**Texto de origem**
* * * * * * *
Segundo o depoimento de Jean Boustani, a Privinvest, empresa para que trabalha, contribuiu com um milhão de dólares para a campanha eleitoral de Filipe Nyusi às presidenciais de 2014. Boustani revelou, no julgamento que decorre nos EUA relacionado às dívidas ocultas, que o dinheiro para Nyusi foi enviado para a Sunflower International, empresa sedeada em Abu Dabi, Emirados Árabes Unidos.
A confirmar-se a veracidade deste depoimento, como teria de ser tratado este o caso ao abrigo do quadro legal moçambicano? "Honestamente, olhando para as questões como estão, não me parece que exista ilicitude", considera o jurista Rodrigo Rocha.
Em causa, explica, está o facto de se tratar de um financiamento de campanha: "Aquilo que percebemos é alguém a receber um valor com um destino próprio, uma campanha eleitoral. E a lei permite que as campanhas eleitorais possam ser financiadas por privados".
Nyusi e dívidas ocultas: Irá o Presidente prestar contas?
Por outro lado, adianta o jurista, é preciso também ter em conta o conhecimento ou não da origem do financiamento: "Não há como chegar à conclusão de que o beneficiário tenha tido consciência ou necessidade de ter a consciência da eventual proveniência dos fundos".
Imunidade e outras bengalas
Mesmo que se provasse alguma ilegalidade por parte de Filipe Nyusi, o chefe de Estado não responderia à Justiça, pois está protegido pela imunidade enquanto Presidente da República. Mas, findo o seu mandato, o caso muda de figura. E esta não seria a única bengala do Presidente moçambicano: o facto de não ter sido o seu partido a receber o dinheiro, mas sim o próprio Filipe Nyusi, é outra bengala que o deixaria em posição tranquila.
"A eleição para o partido está sujeita à lei dos partidos políticos, [mas] o mesmo não acontece para os candidatos [presidenciais]. Qualquer pessoa pode financiar a campanha eleitoral de um determinado candidato", explica Rodrigo Rocha. Assim, Filipe Jacinto Nyusi "safar-se-ia" de prestar contas, mesmo tratando-se de dinheiro de uma dívida comercial que foi ilegalmente tornada pública e parte do dinheiro usado para interesses partidários.
* * * * * * *
**Entradas fornecidas**

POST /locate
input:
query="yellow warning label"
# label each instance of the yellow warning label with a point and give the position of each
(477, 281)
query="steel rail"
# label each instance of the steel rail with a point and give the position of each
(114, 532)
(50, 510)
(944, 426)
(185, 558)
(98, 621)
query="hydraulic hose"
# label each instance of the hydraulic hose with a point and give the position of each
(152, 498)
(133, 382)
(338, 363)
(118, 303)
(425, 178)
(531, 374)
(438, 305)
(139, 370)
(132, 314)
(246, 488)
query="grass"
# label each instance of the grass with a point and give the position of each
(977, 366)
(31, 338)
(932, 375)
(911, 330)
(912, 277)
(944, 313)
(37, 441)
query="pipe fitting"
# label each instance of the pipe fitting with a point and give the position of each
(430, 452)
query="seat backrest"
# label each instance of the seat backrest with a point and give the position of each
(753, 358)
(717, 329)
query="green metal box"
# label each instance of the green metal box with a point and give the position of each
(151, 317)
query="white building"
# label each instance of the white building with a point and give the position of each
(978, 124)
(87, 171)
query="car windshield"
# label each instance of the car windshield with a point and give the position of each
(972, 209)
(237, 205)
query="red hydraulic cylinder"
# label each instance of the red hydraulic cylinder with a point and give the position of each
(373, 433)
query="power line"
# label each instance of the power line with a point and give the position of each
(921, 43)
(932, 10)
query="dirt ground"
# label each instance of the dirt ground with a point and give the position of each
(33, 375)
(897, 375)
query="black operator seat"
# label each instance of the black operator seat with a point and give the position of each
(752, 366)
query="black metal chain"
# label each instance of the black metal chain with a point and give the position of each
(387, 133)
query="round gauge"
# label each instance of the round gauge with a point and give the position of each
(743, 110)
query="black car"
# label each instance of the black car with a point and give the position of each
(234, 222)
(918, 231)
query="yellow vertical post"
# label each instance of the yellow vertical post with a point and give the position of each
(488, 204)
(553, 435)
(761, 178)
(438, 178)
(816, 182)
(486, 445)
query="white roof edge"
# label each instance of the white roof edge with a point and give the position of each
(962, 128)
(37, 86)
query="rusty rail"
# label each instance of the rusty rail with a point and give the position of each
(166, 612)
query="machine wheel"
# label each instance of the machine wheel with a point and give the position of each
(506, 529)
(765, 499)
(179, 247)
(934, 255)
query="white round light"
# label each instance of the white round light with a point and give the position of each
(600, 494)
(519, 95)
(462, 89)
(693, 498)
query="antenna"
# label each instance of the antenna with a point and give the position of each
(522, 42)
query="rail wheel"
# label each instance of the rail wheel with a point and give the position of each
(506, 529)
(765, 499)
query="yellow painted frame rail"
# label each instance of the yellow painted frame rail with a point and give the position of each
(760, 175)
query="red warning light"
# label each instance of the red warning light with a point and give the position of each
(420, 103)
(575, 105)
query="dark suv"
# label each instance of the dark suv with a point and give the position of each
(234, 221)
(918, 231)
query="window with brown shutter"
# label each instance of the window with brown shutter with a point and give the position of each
* * * * * * *
**Instruções**
**A.** Segundo o texto sobre as dívidas ocultas, para que empresa foi enviado o dinheiro destinado a Nyusi?
**B.** Escreva todas as pessoas mencionadas pelo nome no texto sobre as dívidas ocultas.
**C.** Continue o texto sobre as dívidas ocultas e o financiamento da campanha de Nyusi a partir da última frase.
As entradas não fazem falta para estes exercícios.

**Respostas aos exercícios**
**A.** Para a Sunflower International, empresa sediada em Abu Dabi, nos Emirados Árabes Unidos.

**B.** Jean Boustani, Filipe Nyusi (Filipe Jacinto Nyusi) e Rodrigo Rocha.

**C.**
Mesmo sabendo-se que o dinheiro provém de um caso criminoso como as dívidas ocultas, em que há indícios de pagamento de comissões e subornos, o Presidente da República pode também ter a seu favor um argumento abstrato: a consciência. "Nunca são irrelevantes [informações sobre a proveniência do dinheiro de um caso criminoso] porque servem para determinar a consciência ou não da proveniência ilícita dos fundos", sublinha o jurista. "Agora, se a justificação que aparece lá para ter recebido os fundos for para financiar a campanha eleitoral, não me parece que haja grande argumento, a não ser a eventual consciência da ilicitude da proveniência ilícita dos fundos para dizer que isto está no bolo do resto das comissões", acrescenta.
Caso para demissão?
Tanto o Presidente da República quanto o seu partido, a Frente de Libertação de Moçambique (FRELIMO), estão com a sua imagem manchada por este caso das dívidas ocultas, que é considerado um dos mais corruptos da história do país. Com a citação do nome de Filipe Nyusi, seria caso de vir a público prestar esclarecimentos?
"Eu acho que o povo moçambicano merece [um esclarecimento] porque as pessoas não podem andar na dúvida sobre a imagem de um chefe de Estado. Penso que nalgum momento haverá um posicionamento", considera o analista político Pedro Nhacete.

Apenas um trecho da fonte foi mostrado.